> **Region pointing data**
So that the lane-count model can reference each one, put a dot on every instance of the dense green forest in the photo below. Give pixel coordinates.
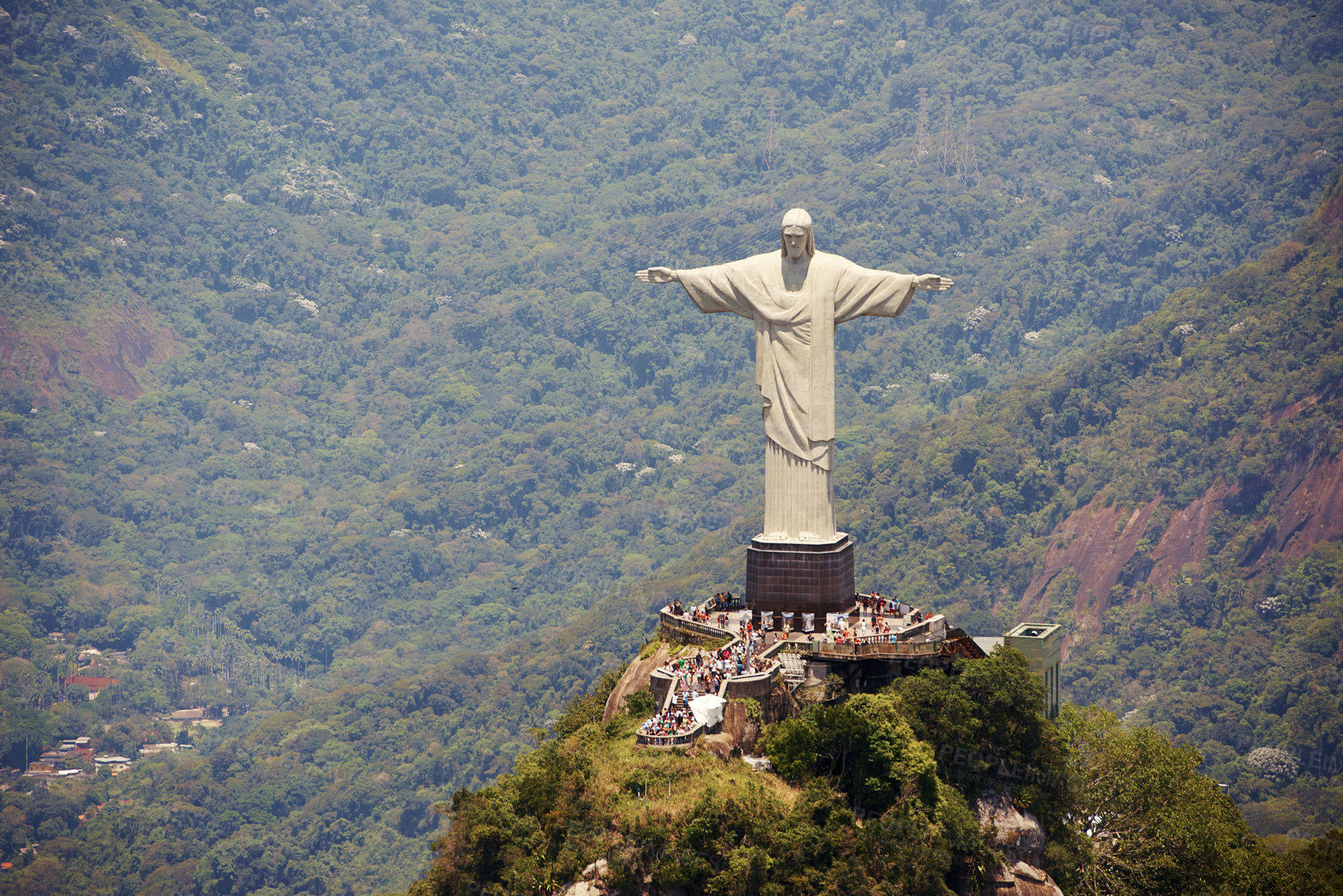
(329, 396)
(883, 800)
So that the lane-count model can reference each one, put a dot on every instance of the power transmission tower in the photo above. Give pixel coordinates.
(923, 141)
(771, 140)
(948, 152)
(967, 160)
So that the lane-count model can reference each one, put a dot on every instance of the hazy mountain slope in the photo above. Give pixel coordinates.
(328, 321)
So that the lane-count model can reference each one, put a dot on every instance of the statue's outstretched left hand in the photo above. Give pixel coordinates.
(933, 282)
(657, 275)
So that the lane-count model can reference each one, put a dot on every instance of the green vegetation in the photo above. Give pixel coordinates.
(321, 358)
(876, 806)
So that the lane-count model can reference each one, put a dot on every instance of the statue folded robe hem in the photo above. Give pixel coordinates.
(795, 299)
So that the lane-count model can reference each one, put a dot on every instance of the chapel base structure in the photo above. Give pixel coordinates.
(801, 576)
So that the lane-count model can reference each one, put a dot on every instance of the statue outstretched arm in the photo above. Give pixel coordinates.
(659, 275)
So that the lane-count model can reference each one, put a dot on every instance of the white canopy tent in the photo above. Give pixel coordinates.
(708, 710)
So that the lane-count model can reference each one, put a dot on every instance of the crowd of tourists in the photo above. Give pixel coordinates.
(718, 611)
(673, 721)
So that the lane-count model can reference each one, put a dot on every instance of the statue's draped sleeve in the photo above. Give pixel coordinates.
(724, 288)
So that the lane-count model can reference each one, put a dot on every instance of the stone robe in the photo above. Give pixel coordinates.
(795, 368)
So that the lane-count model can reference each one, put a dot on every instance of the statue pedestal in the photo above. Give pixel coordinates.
(801, 576)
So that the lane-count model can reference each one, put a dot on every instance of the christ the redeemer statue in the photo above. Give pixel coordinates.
(795, 299)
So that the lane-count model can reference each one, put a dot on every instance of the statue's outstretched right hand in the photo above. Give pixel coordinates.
(657, 275)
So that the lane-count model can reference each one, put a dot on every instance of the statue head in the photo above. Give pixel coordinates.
(798, 223)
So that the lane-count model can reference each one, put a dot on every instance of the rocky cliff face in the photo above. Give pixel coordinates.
(1104, 545)
(106, 350)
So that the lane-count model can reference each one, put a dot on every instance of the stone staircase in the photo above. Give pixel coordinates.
(794, 669)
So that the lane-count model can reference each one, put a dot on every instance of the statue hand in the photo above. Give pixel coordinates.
(933, 282)
(659, 275)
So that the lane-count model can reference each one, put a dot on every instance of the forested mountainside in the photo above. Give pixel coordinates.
(329, 395)
(902, 791)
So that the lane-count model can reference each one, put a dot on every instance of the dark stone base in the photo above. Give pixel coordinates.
(801, 576)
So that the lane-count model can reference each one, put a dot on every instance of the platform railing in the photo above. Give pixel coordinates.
(666, 742)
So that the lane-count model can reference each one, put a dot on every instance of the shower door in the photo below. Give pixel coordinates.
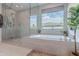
(33, 24)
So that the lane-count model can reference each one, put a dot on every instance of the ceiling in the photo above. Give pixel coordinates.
(22, 6)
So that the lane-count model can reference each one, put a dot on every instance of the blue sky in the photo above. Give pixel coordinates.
(55, 17)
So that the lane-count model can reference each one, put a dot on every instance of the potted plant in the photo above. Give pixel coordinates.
(73, 23)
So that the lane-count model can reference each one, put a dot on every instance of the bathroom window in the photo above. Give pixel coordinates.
(53, 20)
(33, 22)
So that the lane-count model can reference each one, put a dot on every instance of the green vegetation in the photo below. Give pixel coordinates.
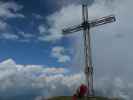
(89, 98)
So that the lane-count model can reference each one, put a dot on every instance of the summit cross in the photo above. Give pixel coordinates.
(85, 26)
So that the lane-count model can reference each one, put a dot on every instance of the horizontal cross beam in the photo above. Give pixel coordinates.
(90, 24)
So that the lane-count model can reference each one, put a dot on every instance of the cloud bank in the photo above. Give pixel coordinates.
(32, 81)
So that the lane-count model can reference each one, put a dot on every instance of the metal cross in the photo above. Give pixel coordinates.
(85, 26)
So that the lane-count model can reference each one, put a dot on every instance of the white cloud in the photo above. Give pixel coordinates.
(6, 7)
(58, 52)
(48, 81)
(37, 16)
(9, 36)
(26, 35)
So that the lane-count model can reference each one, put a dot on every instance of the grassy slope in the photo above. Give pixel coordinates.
(90, 98)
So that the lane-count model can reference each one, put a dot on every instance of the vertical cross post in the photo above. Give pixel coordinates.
(87, 50)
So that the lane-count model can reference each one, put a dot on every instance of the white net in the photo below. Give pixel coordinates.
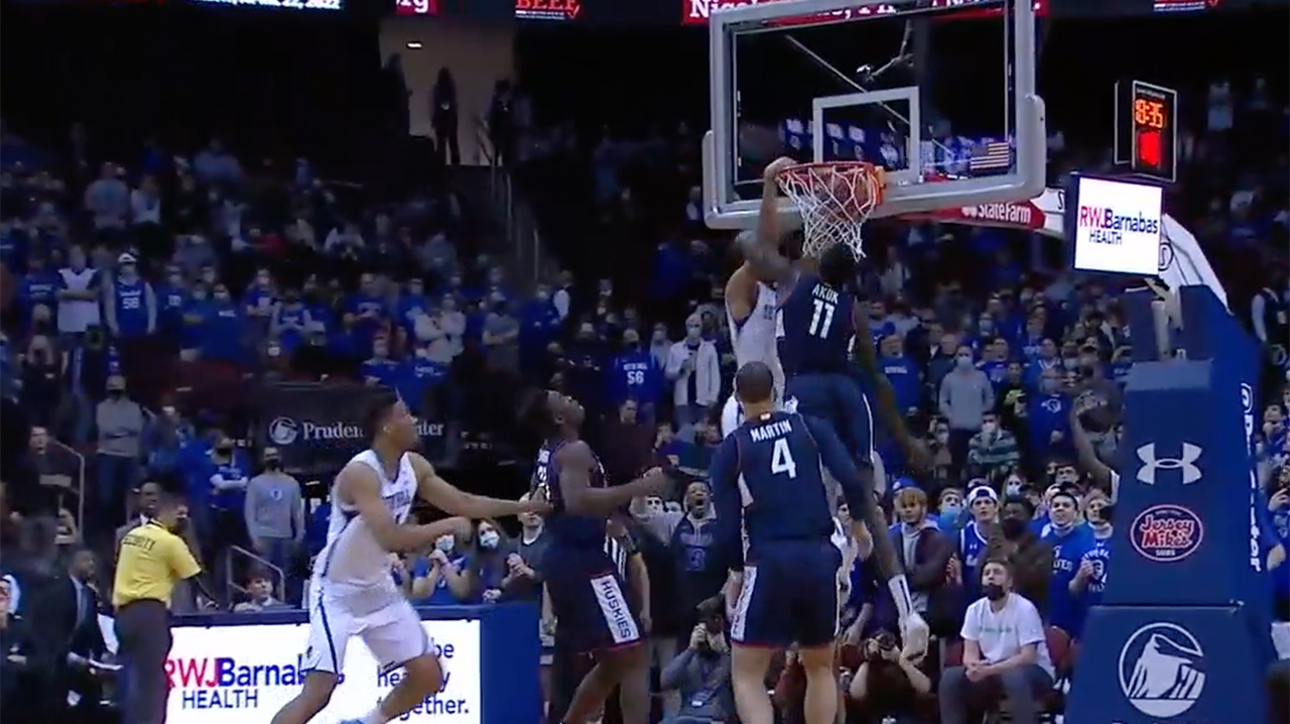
(833, 200)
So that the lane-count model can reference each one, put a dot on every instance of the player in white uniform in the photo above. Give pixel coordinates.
(751, 306)
(352, 591)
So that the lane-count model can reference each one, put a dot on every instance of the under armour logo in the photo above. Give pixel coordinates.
(1151, 463)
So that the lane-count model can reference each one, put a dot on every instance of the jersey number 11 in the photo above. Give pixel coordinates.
(822, 320)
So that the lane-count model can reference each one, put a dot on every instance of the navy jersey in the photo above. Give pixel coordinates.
(566, 529)
(814, 328)
(777, 460)
(132, 307)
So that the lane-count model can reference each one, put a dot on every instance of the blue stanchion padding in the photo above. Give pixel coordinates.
(1177, 665)
(1183, 635)
(510, 651)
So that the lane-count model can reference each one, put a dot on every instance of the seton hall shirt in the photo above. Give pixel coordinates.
(133, 307)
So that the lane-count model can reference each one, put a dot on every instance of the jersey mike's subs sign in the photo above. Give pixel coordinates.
(697, 12)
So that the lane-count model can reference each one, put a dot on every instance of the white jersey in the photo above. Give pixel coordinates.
(352, 558)
(755, 340)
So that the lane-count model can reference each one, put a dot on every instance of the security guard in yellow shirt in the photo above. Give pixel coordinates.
(152, 559)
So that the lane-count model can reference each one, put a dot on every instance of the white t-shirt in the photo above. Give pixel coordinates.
(1002, 634)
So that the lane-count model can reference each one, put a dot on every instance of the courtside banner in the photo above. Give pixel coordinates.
(319, 427)
(1115, 226)
(241, 667)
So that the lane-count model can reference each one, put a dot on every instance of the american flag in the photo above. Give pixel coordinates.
(995, 155)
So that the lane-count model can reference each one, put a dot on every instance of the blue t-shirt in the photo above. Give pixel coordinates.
(1067, 611)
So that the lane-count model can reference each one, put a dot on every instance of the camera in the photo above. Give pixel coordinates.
(712, 613)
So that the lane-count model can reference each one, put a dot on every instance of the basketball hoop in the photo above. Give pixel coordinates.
(835, 199)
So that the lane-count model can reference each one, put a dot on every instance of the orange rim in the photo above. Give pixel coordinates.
(841, 168)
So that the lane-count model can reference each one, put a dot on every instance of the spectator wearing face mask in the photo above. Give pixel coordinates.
(1048, 418)
(259, 594)
(903, 372)
(634, 376)
(1090, 578)
(539, 325)
(222, 328)
(275, 512)
(699, 574)
(966, 395)
(120, 427)
(1030, 556)
(1005, 644)
(701, 674)
(443, 577)
(924, 553)
(694, 369)
(888, 684)
(379, 369)
(950, 518)
(217, 492)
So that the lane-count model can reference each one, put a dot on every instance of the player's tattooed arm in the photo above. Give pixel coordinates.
(888, 409)
(765, 260)
(858, 492)
(575, 463)
(1089, 460)
(768, 232)
(728, 503)
(454, 501)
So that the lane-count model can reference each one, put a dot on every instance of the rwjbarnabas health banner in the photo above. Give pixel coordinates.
(319, 427)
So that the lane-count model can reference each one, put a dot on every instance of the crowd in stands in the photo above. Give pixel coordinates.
(150, 300)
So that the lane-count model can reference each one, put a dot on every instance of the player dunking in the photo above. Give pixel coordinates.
(818, 321)
(586, 589)
(751, 307)
(790, 572)
(352, 593)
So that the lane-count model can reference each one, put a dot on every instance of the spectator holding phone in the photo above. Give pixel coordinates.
(1004, 645)
(702, 671)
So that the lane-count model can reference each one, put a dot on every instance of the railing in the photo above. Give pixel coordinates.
(502, 192)
(67, 476)
(262, 563)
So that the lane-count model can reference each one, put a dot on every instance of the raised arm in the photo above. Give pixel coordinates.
(454, 501)
(1088, 456)
(575, 462)
(728, 503)
(888, 409)
(357, 484)
(760, 248)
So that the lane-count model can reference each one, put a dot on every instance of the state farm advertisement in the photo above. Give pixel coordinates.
(244, 674)
(697, 12)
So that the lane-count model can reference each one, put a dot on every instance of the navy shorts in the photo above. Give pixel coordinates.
(788, 596)
(590, 603)
(837, 400)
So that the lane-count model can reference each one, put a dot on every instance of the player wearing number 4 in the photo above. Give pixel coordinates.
(769, 475)
(818, 318)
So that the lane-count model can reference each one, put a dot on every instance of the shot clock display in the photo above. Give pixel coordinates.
(1147, 129)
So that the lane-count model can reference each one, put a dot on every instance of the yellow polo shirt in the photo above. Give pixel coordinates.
(150, 563)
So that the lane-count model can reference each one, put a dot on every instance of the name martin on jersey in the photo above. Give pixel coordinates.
(824, 293)
(770, 431)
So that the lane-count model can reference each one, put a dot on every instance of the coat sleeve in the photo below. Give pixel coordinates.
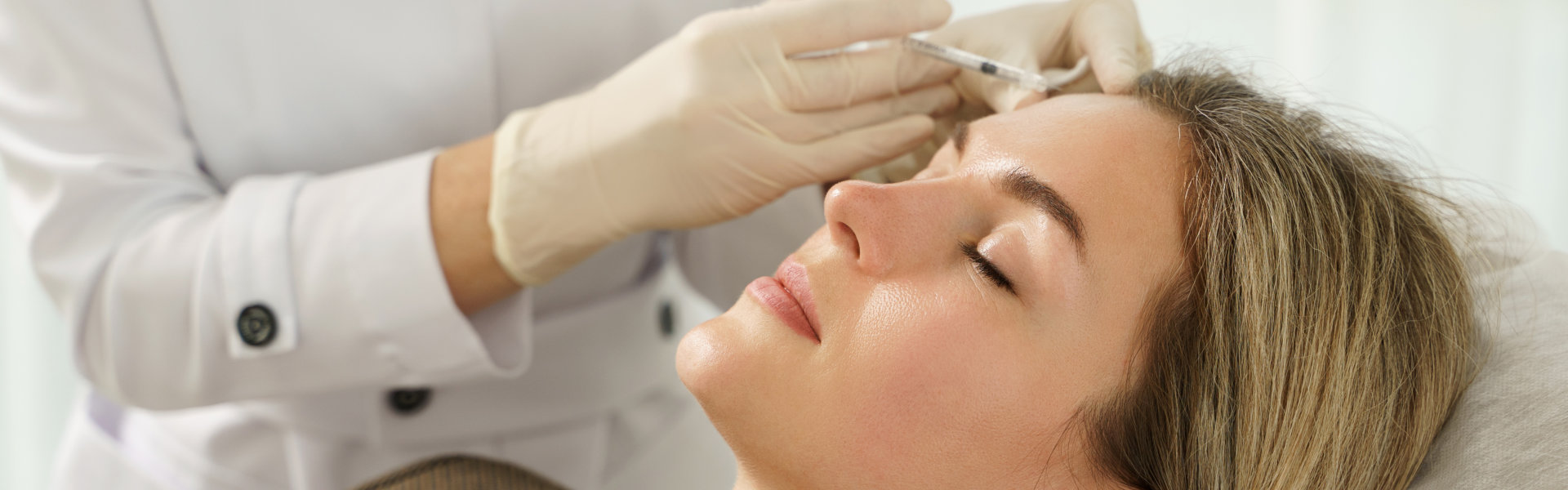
(184, 294)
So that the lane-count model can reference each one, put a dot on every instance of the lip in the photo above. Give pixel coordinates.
(787, 294)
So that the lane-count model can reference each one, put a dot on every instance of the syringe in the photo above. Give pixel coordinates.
(993, 68)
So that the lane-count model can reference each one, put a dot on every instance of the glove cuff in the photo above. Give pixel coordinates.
(546, 209)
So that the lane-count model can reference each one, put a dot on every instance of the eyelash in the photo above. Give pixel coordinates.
(987, 267)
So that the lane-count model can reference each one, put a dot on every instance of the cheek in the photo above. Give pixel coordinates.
(935, 371)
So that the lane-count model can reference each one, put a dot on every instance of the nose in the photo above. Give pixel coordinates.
(884, 225)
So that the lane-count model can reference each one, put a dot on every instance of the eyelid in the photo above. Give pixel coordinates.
(987, 267)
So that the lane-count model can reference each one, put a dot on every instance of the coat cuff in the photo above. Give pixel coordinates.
(395, 285)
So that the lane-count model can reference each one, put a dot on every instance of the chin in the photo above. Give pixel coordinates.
(702, 359)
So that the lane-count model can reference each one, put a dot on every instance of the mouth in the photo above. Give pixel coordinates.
(787, 296)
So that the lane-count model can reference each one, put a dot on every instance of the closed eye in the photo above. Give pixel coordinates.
(985, 267)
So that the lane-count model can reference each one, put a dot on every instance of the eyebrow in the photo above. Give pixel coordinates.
(1022, 185)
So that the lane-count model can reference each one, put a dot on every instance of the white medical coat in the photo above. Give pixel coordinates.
(173, 163)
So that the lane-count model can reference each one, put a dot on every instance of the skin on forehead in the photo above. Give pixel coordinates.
(927, 374)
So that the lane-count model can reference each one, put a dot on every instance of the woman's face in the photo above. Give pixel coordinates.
(954, 324)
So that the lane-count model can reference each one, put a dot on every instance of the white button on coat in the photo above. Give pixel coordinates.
(173, 163)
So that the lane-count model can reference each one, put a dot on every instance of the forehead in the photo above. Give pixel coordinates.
(1114, 159)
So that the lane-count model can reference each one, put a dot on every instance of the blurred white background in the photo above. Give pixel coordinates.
(1479, 85)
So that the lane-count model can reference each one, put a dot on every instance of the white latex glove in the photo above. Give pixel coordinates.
(712, 124)
(1043, 37)
(1051, 38)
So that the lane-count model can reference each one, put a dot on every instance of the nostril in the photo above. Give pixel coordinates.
(853, 243)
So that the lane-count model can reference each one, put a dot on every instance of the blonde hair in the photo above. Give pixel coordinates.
(1322, 327)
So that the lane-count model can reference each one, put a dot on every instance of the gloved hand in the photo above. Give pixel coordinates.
(1053, 37)
(712, 124)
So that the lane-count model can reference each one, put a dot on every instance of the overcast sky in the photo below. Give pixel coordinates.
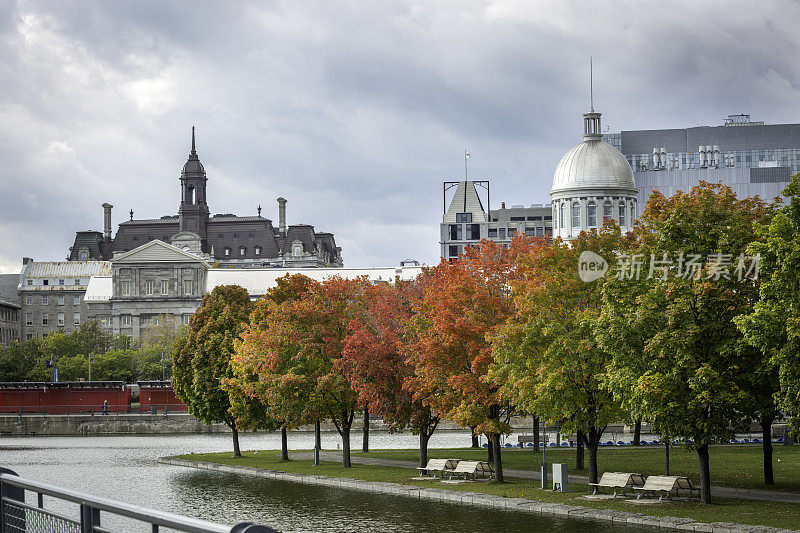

> **WORK INSTRUCTIONS**
Could you copy exactly, and with no pictures, the lines above from the one containing "of the forehead" through the last line, both included?

> **WRITTEN SOLUTION**
So that the lane-count model can reference each one, put a dot on every instance of the forehead in the photo above. Give pixel coordinates.
(1114, 159)
So that the lane-count model can reference each one, put a dot on every instance of the blurred white background in the photo above. Give pixel coordinates.
(1479, 85)
So that the lane-count model can reference each one, put a dot on every instance of the white latex glove in the photo above. Give pixel coordinates.
(712, 124)
(1043, 37)
(1051, 38)
So that the lane-count model can reference each one, put a dot on every instance of the nostril in the photo above. Give pixel coordinates.
(853, 243)
So that the lane-count model can reference each one, put a dot on every instance of the blonde hair in the photo above. Give pixel coordinates.
(1322, 327)
So that the lane-count model can reference each one, put a dot on every instance of the gloved hand in the photo above. Give pixel coordinates.
(1053, 37)
(712, 124)
So that the lane-count model can reference each one, put a dot on every instance of the overcast sky in the photo below. Give pixel coordinates.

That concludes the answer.